Work required
From the data below, retype exactly the lines starting with the one that contains "Target: patio support post" and ending with the one that contains "<point>53,103</point>", both included.

=== Exercise data ===

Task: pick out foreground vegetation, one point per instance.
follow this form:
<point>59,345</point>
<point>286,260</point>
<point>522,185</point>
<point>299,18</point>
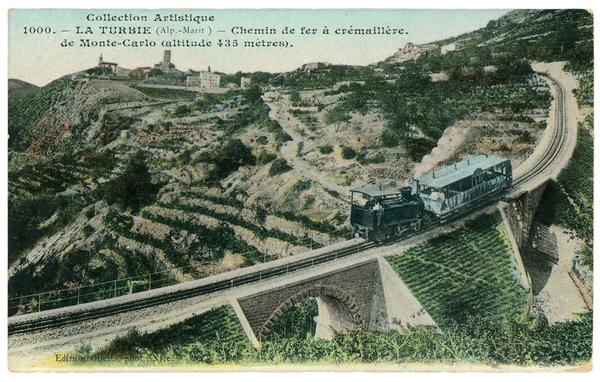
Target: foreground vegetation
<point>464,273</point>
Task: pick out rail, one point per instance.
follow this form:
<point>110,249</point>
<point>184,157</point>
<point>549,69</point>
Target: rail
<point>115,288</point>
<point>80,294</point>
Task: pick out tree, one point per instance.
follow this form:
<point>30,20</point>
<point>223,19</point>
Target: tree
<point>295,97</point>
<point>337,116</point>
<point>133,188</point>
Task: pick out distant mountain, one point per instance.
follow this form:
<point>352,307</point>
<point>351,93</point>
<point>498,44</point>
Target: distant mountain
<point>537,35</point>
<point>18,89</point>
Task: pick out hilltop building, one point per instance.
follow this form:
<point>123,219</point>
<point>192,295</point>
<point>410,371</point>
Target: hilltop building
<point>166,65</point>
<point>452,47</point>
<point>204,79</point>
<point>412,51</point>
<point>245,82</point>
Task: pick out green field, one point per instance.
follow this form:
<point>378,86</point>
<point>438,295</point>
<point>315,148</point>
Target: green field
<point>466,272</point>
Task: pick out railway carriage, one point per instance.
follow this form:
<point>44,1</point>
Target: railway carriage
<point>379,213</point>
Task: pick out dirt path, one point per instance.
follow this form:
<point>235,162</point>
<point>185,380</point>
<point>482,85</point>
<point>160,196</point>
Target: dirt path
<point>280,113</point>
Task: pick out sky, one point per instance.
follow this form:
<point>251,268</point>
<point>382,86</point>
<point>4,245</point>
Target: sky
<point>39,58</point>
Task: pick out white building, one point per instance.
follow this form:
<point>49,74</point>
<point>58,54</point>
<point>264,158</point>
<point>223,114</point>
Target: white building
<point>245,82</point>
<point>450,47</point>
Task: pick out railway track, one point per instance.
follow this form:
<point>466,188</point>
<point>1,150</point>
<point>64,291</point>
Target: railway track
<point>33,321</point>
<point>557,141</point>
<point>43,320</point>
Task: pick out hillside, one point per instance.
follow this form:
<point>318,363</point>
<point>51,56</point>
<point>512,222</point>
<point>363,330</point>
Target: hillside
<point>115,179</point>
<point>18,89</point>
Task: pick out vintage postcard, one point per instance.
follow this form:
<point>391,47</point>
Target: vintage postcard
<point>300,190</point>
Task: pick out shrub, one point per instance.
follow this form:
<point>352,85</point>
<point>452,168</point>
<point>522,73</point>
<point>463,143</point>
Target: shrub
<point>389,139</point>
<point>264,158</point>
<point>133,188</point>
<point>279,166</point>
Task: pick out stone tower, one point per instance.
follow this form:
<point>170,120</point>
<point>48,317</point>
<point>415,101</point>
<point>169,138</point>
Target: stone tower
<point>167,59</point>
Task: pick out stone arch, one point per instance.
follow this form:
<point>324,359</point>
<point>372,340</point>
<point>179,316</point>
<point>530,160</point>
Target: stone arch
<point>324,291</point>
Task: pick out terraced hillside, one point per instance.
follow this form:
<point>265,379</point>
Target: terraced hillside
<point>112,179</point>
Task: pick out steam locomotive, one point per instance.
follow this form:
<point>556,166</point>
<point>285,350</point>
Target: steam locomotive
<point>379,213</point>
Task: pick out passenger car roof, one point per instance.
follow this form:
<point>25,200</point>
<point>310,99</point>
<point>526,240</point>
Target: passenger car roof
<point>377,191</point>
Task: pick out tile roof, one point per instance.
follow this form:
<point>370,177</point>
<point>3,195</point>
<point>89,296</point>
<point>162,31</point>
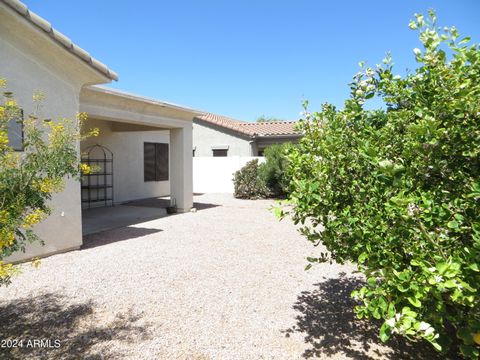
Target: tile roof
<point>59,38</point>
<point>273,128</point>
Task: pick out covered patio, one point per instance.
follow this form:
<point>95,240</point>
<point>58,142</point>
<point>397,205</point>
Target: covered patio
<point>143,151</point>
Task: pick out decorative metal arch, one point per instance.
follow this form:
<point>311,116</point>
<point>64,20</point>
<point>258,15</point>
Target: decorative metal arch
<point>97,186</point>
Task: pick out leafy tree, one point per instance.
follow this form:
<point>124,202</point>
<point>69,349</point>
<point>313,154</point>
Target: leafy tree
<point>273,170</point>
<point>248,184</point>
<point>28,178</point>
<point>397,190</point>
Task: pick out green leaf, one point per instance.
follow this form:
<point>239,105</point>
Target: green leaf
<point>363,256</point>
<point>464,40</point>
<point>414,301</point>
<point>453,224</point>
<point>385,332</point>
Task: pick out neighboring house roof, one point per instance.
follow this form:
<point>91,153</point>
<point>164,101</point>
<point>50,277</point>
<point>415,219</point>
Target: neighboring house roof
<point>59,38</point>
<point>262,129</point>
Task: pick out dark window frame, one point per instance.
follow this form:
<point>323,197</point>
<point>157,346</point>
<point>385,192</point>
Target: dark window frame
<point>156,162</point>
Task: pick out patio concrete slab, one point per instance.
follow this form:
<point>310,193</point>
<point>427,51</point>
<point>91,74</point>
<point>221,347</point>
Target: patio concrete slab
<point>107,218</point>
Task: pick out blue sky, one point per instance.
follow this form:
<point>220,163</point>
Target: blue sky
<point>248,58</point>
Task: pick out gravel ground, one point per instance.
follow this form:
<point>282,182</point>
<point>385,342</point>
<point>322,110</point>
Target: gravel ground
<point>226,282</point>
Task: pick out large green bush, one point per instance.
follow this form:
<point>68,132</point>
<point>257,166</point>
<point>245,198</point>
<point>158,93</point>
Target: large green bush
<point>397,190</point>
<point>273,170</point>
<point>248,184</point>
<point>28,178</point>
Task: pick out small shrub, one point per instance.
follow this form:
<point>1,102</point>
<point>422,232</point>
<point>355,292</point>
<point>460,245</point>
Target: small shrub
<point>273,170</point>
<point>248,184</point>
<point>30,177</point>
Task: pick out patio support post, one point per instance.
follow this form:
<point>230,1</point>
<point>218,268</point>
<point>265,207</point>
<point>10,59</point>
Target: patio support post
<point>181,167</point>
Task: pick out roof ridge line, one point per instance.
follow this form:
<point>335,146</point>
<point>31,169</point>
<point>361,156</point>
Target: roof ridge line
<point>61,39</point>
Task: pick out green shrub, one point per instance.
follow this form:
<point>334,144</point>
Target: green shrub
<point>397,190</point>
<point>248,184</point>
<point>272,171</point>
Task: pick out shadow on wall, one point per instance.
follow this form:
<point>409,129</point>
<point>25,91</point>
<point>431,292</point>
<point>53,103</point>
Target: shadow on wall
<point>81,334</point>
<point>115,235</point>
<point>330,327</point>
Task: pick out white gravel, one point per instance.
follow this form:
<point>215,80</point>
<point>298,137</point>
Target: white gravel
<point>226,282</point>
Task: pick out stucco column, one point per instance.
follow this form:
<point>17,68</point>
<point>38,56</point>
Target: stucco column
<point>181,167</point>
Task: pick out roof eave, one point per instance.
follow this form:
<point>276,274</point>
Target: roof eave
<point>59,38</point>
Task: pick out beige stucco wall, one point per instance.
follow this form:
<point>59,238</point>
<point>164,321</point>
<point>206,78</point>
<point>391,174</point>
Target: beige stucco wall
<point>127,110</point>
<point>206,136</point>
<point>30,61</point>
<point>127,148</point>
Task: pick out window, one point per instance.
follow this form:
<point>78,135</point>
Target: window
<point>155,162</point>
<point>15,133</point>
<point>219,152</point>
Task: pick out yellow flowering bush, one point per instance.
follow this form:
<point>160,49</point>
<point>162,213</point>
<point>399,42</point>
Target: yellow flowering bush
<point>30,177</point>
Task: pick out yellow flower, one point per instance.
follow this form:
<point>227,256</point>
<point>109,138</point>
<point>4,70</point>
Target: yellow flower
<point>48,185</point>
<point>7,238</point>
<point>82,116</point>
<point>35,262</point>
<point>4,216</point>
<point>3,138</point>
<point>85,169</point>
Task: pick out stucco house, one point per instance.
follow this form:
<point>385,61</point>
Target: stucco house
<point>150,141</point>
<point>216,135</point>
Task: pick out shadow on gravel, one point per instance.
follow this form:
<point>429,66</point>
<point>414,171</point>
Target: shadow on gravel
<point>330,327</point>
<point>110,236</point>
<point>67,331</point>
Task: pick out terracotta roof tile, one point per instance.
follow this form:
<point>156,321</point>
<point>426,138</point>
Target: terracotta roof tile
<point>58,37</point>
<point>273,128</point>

===

Reply to the exercise
Target: patio support post
<point>181,167</point>
Task: pick out roof ridge line, one point per instance.
follow this form:
<point>335,146</point>
<point>31,169</point>
<point>361,156</point>
Target: roof ridge line
<point>61,39</point>
Task: pick out green shrub, one point per instance.
follow this form:
<point>334,144</point>
Target: green shrub
<point>397,190</point>
<point>248,184</point>
<point>272,171</point>
Task: pick out shadow on wall, one point per instance.
follow this form:
<point>409,129</point>
<point>25,91</point>
<point>431,292</point>
<point>53,103</point>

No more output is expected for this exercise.